◆ **SOURCE PASSAGE**
BEGIN

SA siblings back home after Saudi jail ordeal

File photo

File photo

Published Oct 12, 2016

Share

Port Elizabeth - Islamic teacher Nazier Desai threw his arms around his children, Huda and Sha-Wali-Ullah, when they arrived through the gates of Port Elizabeth Airport on Monday.

The two had been detained for 11 months at a maximum security prison in Saudi Arabia without having been charged. 

Desai, of Port Elizabeth, told POST on Tuesday that while he was filled with joy, he felt pain that his other daughter, Yumna, 27, and son, Sha-Wasi-Ullah, 25, were still detained at Zahban Military Prison in Jeddah.

He said he intended returning to Saudi Arabia in about a week, when he hoped to meet government officials and prison authorities to plead his case that they be released and get answers on their arrest.

Four of his 10 children, who were studying and working in Saudi Arabia, were arrested on November 22 last year. Desai said someone had reported them and they were detained under the country’s “vague” Security Act.

But soon after their incarceration, he said, prison officials apologised for the wrongful arrests.

“There was no shred of evidence that my children did something wrong or were part of any illegal activities.

“The girls were working, teaching English, and my sons were completing their bachelor degrees in Islamic studies.

“They said they would release my children, but look how long it took for them to free Huda and Sha-Wali-Ullah. I don’t know how long it will take for Yumna and Sha-Wasi-Ullah to be freed.”

Desai said that when he visited his four children for the first time in March, with his wife and a daughter, it was stressful.

“But we could not show them we were tearing up. I had never been to a prison before, so imagine visiting your children at a maximum security prison of political prisoners.”

He said he visited again a few months later.

His daughter, Huda, 33, said she could not sleep on Monday night and had not eaten because she was so happy to be home and reunited with her 8-year-old daughter.

“It was overwhelming to see my mommy and daddy and my family at the airport,” she said.

“The highlight was seeing my daughter. She is my everything. At first, she was reluctant to speak to me and for me to hold her but that night we slept in the same bed and she is slowing adjusting to having me back. But she is angry for what has happened.”

Huda said she travelled to Saudi Arabia last year where she worked as an English teacher. She wanted to make a home there for herself and her daughter, who was born in the country.

END

◆ **GIVEN ENTRIES**
BEGIN

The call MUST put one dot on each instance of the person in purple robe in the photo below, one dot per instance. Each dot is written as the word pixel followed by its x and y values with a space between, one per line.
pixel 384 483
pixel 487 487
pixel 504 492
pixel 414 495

END
BEGIN

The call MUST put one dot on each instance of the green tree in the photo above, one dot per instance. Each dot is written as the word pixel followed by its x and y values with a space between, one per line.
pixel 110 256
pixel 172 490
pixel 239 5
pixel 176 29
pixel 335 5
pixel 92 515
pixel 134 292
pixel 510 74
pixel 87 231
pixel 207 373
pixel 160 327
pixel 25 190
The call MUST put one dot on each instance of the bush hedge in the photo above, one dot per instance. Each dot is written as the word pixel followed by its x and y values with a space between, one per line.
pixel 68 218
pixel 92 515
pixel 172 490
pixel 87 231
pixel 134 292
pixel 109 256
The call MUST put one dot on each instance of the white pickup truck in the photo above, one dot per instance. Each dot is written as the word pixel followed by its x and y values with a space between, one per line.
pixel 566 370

END

◆ **EXERCISE**
Edit the article on the Desai siblings' return from "Desai said that" to "her 8-year-old daughter.", replacing "stressful" with "difficult".

◆ **SOLUTION TO THE EXERCISE**
Desai said that when he visited his four children for the first time in March, with his wife and a daughter, it was difficult.

“But we could not show them we were tearing up. I had never been to a prison before, so imagine visiting your children at a maximum security prison of political prisoners.”

He said he visited again a few months later.

His daughter, Huda, 33, said she could not sleep on Monday night and had not eaten because she was so happy to be home and reunited with her 8-year-old daughter.